Start of PROVIDED RECORDS

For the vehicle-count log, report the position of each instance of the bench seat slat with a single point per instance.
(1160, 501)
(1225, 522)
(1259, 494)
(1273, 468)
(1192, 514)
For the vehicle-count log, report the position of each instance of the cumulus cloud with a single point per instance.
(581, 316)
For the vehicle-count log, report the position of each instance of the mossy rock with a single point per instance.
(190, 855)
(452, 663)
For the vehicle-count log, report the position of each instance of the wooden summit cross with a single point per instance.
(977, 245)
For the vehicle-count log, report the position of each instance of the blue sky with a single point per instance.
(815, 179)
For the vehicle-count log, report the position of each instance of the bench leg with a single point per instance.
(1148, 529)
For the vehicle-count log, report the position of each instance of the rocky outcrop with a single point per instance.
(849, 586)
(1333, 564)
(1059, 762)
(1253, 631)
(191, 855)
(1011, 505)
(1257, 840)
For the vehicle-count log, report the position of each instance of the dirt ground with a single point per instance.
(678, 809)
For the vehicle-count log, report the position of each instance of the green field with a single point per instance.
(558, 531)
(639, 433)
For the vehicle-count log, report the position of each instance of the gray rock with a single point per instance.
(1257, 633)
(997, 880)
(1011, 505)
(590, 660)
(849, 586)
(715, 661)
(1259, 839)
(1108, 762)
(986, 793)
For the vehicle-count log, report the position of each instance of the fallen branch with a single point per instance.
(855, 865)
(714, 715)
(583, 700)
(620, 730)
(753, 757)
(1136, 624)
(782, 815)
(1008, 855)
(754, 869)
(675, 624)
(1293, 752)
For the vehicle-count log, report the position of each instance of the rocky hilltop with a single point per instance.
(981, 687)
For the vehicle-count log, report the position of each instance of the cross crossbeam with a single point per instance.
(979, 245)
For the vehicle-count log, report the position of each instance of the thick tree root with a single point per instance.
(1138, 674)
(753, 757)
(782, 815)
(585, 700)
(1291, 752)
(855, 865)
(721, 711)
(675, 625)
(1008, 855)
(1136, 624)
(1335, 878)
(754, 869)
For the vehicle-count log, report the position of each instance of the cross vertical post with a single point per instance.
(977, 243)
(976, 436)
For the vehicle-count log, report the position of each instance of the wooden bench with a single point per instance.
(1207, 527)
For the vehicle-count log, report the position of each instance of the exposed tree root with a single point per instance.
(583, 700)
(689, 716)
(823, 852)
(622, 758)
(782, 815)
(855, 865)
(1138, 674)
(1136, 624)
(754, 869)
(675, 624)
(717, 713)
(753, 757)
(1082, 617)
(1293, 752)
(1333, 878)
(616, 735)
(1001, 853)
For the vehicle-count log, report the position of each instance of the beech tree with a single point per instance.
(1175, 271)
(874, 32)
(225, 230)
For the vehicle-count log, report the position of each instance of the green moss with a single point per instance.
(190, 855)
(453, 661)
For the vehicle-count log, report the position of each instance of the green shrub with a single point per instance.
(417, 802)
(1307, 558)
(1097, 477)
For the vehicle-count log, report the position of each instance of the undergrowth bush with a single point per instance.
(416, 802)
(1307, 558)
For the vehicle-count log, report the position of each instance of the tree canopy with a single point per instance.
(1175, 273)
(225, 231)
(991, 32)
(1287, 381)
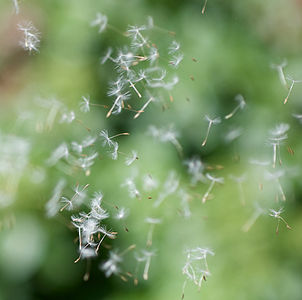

End of PROVIDED RECORDS

EXERCISE DETAILS:
Each entry above should be given again exactly, with its pictures omitted.

ANSWER:
For the vehicle-count log, report the position of each instance of the bench seat slat with a single point per instance.
(1160, 501)
(1225, 522)
(1259, 494)
(1273, 468)
(1192, 514)
For the vehicle-count log, report the position of each instance of the cumulus cloud with a single point per instance.
(581, 316)
For the vehicle-count log, report the position of each instance of the mossy rock with a single point per instance.
(190, 855)
(452, 663)
For the vehicle-count log, report the position of each instance of the wooden summit cross with a single point per instance.
(977, 245)
For the vehicle-count log, report the position of each instance of the blue sky with a single point per instance.
(815, 179)
For the vehicle-count log, report the position of each instance of the bench leg with a single point per instance.
(1148, 529)
For the vehicle-count log, report the position of each instance of the rocky outcrop with a single point per instance.
(849, 586)
(1333, 564)
(1059, 762)
(1253, 631)
(191, 855)
(1011, 505)
(1257, 840)
For the vehicle-count log, report the position of each instance of the dirt ground with a single point per instance.
(678, 809)
For the vehicle-count log, report the position of each instance of the green field with a single point per instance.
(558, 531)
(639, 433)
For the vehicle-count log, report the position of each instance of the gray rock with a single point per instance.
(1257, 633)
(997, 880)
(1011, 505)
(590, 660)
(849, 586)
(715, 661)
(1259, 839)
(1108, 762)
(986, 793)
For the vehicle-count log, report the position of each instance of the fallen branch with a single point per instance.
(855, 865)
(714, 715)
(583, 700)
(620, 730)
(753, 757)
(1136, 624)
(782, 815)
(1008, 855)
(754, 869)
(675, 624)
(1293, 752)
For the vehicle-count log, report the position of each instance of the rocky hilltop with a single point per instance.
(981, 687)
For the vehicle-count log, report the position of each instance of the cross crossbeam with a single point per instance.
(979, 245)
For the vehicle-count log, report the position of each instance of the thick tree root with a single point per instance.
(1138, 674)
(753, 757)
(782, 815)
(585, 700)
(1291, 752)
(855, 865)
(721, 711)
(675, 625)
(1008, 855)
(1136, 624)
(1335, 878)
(754, 869)
For the vehicle-count log, report the position of each instance of the cross vertical post with a single point per instance.
(977, 243)
(976, 436)
For the vehicle-count log, report the position of each instance of the wooden bench with a single point per instance.
(1207, 527)
For the vehicle-count log, report the position of each instance of the exposed tree root with a single point per instance.
(583, 700)
(689, 716)
(823, 852)
(622, 758)
(782, 815)
(855, 865)
(1138, 674)
(1136, 624)
(754, 869)
(675, 624)
(717, 713)
(753, 757)
(1082, 617)
(1293, 752)
(1333, 878)
(616, 735)
(1001, 853)
For the vehicle-count log, report the position of each instance of the beech tree with a single point per instance.
(1175, 271)
(874, 32)
(225, 230)
For the vehicle-count log, report the position of each instance of the green moss with a single point per instance.
(190, 855)
(453, 661)
For the vehicle-count log, report the position of each instance of the green shrub with a single point per instance.
(417, 802)
(1307, 558)
(1097, 477)
For the vehicle-count log, report the position of each instance of the undergrowth bush with a single point per instance.
(416, 802)
(1307, 558)
For the vehicle-count log, report the position of each instance of the tree canopy with a single point per instance.
(1175, 273)
(225, 231)
(991, 32)
(1287, 381)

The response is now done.